* [TASK DIRECTIONS]:
Give only the lines from the one containing "Target: diver's hair" through the end of the material below, exactly as written.

^^^^^^^^

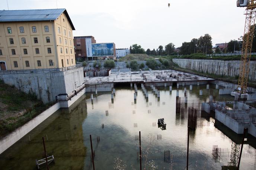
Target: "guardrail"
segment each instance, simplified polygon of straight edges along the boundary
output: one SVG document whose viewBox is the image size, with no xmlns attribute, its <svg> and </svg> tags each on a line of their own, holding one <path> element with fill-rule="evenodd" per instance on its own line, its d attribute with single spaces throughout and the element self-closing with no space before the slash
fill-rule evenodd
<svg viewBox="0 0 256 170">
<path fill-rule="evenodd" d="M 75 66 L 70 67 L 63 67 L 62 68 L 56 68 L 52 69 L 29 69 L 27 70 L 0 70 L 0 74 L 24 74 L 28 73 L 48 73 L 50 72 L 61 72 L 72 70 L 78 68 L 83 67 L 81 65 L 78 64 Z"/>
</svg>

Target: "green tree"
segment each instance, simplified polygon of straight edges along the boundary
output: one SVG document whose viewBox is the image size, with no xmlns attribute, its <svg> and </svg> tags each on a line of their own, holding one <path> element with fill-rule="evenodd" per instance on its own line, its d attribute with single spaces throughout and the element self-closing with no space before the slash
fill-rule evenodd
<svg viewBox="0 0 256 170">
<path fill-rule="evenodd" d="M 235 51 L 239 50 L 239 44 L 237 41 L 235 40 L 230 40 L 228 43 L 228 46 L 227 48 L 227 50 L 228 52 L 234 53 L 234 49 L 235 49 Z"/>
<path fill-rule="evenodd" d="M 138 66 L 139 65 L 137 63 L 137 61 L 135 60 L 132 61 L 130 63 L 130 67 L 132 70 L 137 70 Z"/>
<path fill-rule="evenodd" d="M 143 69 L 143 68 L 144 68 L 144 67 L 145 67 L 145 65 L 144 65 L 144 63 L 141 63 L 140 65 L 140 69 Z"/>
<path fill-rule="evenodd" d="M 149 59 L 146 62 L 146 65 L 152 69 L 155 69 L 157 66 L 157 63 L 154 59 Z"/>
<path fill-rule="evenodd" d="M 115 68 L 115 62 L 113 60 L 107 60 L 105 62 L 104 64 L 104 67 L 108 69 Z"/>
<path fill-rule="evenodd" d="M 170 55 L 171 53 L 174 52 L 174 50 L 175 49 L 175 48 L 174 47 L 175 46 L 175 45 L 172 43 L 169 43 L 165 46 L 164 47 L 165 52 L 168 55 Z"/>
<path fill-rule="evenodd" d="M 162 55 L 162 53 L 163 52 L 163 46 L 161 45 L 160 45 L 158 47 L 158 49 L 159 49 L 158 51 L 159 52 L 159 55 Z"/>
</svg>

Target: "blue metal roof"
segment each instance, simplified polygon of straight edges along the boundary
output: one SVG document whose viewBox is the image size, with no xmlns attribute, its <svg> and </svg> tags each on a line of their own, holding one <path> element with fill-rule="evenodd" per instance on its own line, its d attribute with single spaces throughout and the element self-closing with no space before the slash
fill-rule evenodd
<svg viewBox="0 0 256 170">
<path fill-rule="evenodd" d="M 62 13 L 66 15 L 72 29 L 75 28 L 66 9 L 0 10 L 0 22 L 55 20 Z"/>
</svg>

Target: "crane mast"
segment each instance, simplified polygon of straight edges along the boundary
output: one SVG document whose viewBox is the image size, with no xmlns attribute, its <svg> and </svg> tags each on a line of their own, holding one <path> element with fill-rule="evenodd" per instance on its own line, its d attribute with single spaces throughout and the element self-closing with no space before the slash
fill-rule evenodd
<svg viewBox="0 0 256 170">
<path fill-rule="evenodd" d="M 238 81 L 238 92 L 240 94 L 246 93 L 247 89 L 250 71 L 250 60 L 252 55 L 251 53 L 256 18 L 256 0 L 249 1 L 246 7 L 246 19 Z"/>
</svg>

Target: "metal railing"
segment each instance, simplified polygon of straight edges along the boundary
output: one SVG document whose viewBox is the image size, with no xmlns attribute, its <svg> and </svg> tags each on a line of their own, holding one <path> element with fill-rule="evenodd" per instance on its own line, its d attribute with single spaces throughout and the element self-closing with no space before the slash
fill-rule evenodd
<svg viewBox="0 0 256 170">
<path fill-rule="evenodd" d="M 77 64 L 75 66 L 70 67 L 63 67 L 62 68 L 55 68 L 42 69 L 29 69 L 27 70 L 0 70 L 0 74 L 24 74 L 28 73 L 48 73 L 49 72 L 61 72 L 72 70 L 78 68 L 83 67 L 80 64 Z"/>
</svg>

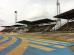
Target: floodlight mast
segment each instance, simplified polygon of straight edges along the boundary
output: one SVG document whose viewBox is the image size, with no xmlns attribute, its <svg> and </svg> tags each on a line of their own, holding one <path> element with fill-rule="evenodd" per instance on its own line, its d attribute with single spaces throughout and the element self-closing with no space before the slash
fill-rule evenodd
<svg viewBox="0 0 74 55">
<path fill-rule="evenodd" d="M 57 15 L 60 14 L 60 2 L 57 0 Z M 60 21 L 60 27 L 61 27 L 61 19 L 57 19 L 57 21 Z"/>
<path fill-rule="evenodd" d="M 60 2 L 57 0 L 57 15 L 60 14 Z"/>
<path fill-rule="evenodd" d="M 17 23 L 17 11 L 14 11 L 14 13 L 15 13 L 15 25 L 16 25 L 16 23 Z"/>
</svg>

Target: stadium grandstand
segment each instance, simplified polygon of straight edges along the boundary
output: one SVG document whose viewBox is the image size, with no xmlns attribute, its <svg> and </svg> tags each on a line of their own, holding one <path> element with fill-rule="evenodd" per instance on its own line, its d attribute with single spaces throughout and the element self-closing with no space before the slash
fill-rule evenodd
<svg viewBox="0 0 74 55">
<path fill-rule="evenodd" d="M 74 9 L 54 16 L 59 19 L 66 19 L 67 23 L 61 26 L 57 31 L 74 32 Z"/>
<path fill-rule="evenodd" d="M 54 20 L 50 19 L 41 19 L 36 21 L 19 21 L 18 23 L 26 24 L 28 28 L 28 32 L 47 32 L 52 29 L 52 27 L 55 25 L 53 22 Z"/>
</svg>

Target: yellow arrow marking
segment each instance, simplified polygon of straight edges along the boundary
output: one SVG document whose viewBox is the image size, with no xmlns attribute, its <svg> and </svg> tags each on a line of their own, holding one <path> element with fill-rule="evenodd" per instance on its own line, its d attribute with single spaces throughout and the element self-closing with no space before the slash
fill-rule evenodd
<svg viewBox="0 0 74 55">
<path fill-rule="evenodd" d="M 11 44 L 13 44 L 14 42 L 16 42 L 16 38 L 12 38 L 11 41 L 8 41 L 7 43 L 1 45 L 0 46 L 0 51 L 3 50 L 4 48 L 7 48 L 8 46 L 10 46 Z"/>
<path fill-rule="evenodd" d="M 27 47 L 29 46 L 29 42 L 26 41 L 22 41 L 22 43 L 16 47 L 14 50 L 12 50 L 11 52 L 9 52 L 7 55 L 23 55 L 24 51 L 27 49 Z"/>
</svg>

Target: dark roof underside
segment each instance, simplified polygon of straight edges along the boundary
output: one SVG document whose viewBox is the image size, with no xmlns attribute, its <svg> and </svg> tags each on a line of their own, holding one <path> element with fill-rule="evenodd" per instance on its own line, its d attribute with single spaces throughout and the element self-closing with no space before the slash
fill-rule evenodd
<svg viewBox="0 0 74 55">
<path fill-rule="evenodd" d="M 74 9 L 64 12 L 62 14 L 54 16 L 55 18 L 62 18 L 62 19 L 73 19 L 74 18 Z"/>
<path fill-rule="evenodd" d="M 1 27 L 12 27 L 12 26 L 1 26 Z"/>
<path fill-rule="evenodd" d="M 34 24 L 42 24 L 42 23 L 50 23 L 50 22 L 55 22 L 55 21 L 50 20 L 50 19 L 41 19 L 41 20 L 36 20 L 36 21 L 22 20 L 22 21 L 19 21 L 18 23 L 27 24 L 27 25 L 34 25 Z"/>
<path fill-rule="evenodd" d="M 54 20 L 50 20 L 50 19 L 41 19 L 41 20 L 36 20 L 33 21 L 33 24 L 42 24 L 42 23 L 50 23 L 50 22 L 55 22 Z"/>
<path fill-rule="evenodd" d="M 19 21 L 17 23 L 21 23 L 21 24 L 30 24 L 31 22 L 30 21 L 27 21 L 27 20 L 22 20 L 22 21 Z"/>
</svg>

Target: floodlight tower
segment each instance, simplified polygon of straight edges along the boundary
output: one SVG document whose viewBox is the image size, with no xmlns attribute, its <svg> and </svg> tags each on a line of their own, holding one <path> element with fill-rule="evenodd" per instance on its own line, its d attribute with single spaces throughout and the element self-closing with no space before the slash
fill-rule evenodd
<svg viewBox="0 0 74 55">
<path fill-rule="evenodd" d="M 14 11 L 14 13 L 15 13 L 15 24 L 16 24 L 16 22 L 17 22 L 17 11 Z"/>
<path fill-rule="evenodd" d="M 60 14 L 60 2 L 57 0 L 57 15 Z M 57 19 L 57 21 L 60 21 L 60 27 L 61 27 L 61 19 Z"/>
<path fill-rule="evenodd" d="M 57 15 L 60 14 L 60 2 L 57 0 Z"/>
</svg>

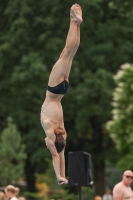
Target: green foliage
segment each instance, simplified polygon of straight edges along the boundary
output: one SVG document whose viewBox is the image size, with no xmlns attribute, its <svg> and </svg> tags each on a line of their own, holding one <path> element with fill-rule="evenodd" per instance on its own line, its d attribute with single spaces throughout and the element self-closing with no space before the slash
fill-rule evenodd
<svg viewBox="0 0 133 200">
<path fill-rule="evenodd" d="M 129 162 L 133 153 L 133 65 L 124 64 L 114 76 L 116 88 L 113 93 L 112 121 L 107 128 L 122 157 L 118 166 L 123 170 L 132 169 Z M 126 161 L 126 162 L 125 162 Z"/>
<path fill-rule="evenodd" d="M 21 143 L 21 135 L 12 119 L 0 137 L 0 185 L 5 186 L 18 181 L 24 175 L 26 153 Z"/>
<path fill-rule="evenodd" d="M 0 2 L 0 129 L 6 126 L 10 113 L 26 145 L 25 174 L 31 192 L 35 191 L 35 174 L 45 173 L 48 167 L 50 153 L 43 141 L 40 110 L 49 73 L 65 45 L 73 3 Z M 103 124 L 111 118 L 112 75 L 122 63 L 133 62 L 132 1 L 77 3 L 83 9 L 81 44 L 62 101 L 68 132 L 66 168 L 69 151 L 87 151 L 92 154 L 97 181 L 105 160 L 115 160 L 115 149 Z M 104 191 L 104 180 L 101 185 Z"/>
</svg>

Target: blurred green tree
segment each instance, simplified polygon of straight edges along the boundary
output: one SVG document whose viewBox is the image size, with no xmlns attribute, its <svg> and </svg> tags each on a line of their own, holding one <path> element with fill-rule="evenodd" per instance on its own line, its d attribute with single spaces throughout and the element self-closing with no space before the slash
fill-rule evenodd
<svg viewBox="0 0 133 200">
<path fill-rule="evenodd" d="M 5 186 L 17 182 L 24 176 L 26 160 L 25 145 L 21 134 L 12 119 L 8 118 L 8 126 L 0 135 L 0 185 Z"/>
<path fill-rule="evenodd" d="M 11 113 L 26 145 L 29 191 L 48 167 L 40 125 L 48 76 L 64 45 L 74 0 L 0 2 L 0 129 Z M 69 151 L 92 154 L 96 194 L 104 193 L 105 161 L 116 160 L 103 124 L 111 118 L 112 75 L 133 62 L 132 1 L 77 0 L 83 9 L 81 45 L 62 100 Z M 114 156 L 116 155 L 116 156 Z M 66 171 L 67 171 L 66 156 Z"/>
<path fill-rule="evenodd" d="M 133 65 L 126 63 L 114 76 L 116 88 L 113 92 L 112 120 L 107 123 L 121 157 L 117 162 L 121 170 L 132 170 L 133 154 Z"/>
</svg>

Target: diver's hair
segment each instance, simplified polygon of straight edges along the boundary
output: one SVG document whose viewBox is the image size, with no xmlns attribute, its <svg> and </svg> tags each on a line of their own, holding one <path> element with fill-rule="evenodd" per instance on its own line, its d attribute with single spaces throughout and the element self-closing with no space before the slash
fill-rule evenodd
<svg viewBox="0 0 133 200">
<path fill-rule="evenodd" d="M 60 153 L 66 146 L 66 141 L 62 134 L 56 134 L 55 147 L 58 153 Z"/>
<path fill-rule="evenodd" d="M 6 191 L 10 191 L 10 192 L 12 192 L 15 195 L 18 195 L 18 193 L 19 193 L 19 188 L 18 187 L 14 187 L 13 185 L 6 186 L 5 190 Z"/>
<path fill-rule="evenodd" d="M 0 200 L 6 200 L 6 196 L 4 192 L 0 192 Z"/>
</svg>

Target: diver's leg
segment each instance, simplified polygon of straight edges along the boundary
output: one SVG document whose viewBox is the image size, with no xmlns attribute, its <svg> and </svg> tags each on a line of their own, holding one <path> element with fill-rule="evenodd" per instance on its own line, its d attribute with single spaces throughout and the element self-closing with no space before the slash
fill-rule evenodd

^^^^^^^^

* [PROBLEM SOLUTION]:
Target: diver's hair
segment each instance, simplified polygon of straight edges along the boundary
output: one SVG document whose viewBox is the image size, with no xmlns attribute, its <svg> and </svg> tags each on a line of their own, holding one <path> element with fill-rule="evenodd" per instance on its own line, its d attribute with single spaces throughout and the element self-closing with no space before the slash
fill-rule evenodd
<svg viewBox="0 0 133 200">
<path fill-rule="evenodd" d="M 60 153 L 66 146 L 66 141 L 62 134 L 56 134 L 55 147 L 58 153 Z"/>
<path fill-rule="evenodd" d="M 6 191 L 10 191 L 10 192 L 12 192 L 15 195 L 18 195 L 18 193 L 19 193 L 19 188 L 18 187 L 14 187 L 13 185 L 6 186 L 5 190 Z"/>
<path fill-rule="evenodd" d="M 0 200 L 6 200 L 6 196 L 4 192 L 0 192 Z"/>
</svg>

Target: diver's leg
segment each instance, simplified polygon of straight edges along the boundary
output: one SVG document whose viewBox is the image size, with no xmlns attribute, its <svg> and </svg> tags each on a line of their own, holding one <path> element with fill-rule="evenodd" per instance on its own line, its d attribute with single spaces throughout and the element self-closing with no space before the slash
fill-rule evenodd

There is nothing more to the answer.